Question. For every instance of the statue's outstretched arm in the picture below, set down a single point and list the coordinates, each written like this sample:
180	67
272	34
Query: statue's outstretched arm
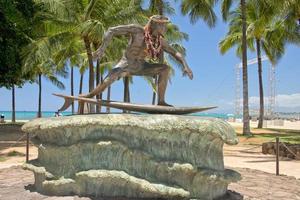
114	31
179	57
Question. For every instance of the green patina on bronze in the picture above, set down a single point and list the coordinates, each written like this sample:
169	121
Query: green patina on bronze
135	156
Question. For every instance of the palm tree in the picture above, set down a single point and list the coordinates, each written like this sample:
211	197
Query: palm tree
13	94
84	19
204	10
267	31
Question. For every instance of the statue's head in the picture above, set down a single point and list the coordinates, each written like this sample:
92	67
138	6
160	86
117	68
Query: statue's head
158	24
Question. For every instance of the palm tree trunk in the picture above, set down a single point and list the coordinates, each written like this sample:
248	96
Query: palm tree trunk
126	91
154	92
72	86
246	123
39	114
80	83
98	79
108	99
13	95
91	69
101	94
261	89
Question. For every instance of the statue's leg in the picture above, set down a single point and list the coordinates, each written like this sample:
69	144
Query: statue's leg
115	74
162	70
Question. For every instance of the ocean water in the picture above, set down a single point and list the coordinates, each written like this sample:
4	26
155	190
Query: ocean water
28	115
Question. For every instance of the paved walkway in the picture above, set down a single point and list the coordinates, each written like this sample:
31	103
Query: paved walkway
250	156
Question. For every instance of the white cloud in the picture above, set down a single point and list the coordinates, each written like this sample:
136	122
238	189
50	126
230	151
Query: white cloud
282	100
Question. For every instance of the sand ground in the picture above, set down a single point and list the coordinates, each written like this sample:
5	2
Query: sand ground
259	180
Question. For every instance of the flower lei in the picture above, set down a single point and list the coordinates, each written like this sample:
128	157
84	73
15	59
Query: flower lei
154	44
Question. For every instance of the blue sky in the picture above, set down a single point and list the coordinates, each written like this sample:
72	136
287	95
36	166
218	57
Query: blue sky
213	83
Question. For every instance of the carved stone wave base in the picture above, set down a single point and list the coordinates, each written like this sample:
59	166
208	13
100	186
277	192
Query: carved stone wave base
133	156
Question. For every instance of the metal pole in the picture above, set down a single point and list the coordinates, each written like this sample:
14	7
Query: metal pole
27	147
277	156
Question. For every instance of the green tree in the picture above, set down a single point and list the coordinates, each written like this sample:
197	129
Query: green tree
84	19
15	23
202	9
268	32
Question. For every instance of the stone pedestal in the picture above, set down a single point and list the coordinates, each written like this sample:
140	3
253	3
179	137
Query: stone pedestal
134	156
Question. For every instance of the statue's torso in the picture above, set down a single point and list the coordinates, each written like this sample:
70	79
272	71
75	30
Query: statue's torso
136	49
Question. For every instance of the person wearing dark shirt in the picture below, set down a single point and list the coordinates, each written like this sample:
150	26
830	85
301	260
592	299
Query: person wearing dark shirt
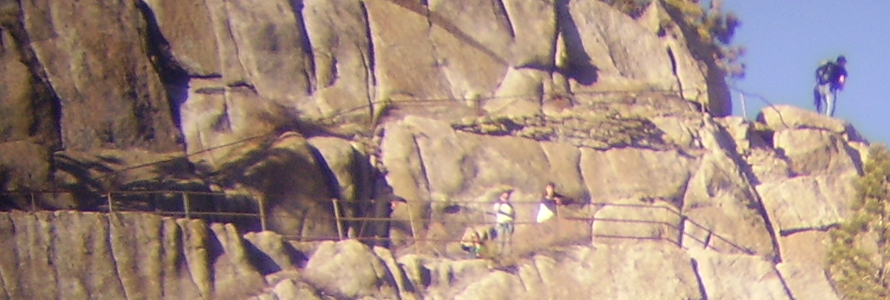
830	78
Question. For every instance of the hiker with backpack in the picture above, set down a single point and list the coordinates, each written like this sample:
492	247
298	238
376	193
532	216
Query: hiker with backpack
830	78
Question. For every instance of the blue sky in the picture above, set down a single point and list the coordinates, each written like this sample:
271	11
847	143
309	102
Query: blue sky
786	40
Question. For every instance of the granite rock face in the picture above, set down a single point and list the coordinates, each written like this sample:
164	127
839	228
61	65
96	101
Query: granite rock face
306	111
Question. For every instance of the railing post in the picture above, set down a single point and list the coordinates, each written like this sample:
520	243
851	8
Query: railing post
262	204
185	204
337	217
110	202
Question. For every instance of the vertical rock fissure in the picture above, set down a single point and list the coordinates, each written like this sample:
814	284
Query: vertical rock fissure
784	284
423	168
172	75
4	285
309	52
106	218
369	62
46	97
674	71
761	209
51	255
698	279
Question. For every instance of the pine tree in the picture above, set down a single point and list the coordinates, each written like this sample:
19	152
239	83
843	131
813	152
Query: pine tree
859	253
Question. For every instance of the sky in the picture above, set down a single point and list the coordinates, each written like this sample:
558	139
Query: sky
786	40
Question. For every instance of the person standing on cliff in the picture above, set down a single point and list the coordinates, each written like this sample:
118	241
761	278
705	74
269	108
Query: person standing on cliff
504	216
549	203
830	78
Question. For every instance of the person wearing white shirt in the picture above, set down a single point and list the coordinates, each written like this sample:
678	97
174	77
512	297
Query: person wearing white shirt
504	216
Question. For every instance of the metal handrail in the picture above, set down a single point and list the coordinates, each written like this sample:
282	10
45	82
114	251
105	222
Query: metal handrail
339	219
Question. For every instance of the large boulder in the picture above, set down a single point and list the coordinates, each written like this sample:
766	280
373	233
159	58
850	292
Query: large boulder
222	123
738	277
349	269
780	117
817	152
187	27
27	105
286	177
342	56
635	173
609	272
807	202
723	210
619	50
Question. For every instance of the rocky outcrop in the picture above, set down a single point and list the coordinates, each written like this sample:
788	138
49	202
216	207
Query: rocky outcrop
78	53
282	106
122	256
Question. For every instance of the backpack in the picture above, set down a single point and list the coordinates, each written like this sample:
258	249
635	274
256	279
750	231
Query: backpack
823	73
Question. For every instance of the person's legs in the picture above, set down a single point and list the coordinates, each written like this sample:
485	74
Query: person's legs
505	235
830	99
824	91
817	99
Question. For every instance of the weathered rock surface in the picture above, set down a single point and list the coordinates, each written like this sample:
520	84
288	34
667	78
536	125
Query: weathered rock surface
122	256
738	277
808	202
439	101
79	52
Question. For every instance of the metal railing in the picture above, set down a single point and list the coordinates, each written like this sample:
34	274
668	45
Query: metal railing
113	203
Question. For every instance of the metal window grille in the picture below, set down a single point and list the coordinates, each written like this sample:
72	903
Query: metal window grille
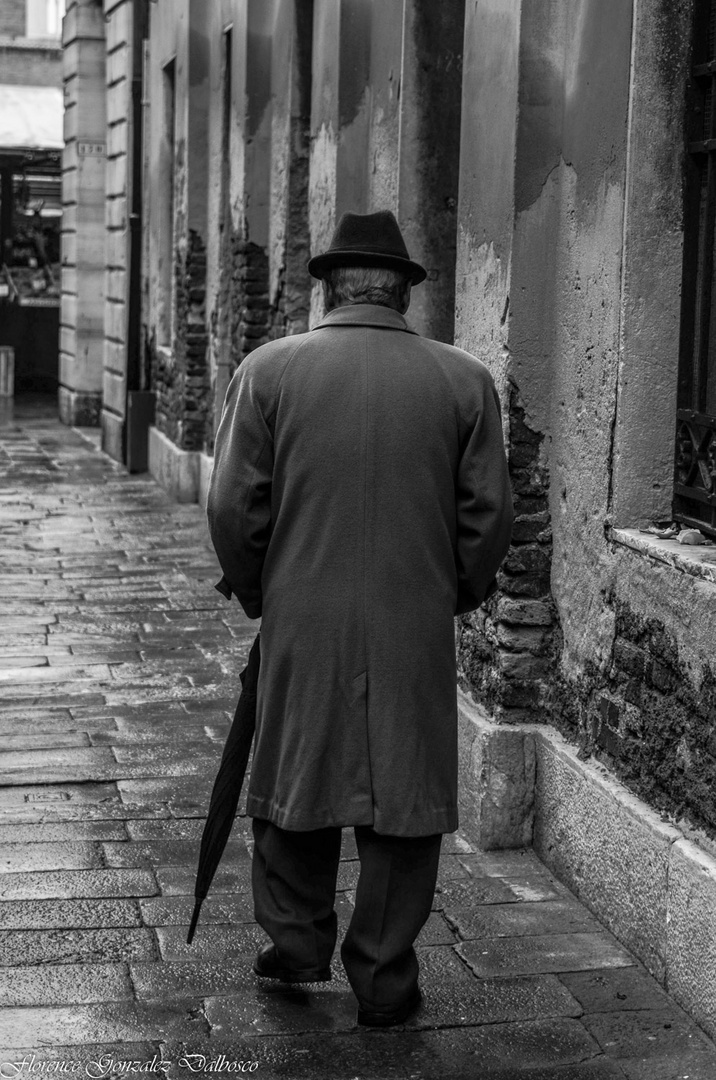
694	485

....................

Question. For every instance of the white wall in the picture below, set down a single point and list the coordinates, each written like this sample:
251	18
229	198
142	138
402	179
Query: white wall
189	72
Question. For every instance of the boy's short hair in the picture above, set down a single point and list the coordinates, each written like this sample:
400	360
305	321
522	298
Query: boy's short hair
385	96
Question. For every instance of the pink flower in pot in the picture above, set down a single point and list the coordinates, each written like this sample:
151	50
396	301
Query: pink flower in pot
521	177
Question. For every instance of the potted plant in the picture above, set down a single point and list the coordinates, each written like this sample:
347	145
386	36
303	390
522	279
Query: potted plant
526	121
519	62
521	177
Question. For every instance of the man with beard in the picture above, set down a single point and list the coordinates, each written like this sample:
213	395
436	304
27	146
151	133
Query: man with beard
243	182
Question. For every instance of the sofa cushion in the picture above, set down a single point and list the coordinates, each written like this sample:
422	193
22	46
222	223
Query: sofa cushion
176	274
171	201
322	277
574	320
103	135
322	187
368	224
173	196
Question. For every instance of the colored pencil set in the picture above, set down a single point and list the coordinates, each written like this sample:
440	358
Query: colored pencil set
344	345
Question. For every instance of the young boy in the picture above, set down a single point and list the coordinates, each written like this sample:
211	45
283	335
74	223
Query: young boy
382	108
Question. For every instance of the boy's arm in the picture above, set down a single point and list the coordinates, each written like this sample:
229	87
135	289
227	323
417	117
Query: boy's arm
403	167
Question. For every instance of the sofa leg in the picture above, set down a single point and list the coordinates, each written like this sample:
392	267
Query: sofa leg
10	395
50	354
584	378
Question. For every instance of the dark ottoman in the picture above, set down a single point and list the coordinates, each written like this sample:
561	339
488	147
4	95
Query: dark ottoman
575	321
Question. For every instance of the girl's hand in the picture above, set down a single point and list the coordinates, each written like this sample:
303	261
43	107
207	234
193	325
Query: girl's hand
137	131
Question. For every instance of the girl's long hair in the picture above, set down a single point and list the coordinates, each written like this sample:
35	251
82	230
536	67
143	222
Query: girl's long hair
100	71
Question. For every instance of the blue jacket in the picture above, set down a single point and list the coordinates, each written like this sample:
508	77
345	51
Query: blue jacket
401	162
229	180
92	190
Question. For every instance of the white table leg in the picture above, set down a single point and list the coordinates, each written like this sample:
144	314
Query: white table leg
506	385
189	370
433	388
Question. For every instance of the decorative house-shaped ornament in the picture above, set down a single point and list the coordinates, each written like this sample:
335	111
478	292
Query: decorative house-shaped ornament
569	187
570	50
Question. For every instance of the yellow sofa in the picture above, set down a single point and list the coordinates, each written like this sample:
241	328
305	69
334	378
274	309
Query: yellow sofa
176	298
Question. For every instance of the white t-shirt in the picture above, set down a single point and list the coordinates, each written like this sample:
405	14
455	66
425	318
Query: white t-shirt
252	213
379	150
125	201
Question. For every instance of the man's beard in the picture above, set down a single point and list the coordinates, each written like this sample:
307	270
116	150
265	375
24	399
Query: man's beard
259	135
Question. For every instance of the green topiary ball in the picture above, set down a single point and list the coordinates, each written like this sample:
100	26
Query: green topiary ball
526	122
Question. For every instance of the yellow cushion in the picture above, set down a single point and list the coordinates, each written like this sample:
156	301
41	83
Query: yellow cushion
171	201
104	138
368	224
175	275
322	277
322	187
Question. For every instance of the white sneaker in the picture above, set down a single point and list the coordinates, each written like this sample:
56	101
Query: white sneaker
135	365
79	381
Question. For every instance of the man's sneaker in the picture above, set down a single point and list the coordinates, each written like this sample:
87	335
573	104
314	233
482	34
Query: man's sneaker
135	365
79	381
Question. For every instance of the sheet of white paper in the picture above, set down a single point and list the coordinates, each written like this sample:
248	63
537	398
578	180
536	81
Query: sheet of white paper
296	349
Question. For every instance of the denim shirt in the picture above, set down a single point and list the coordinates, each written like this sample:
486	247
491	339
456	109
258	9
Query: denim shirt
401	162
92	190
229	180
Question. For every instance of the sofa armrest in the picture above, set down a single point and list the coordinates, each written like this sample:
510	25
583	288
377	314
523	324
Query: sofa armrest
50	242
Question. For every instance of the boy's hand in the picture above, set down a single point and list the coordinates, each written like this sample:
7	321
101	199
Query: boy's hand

....................

> **TASK GOAL**: Across the material, how many lines contain "below"? The reply must be that number and nothing else.

> **RESPONSE**: 4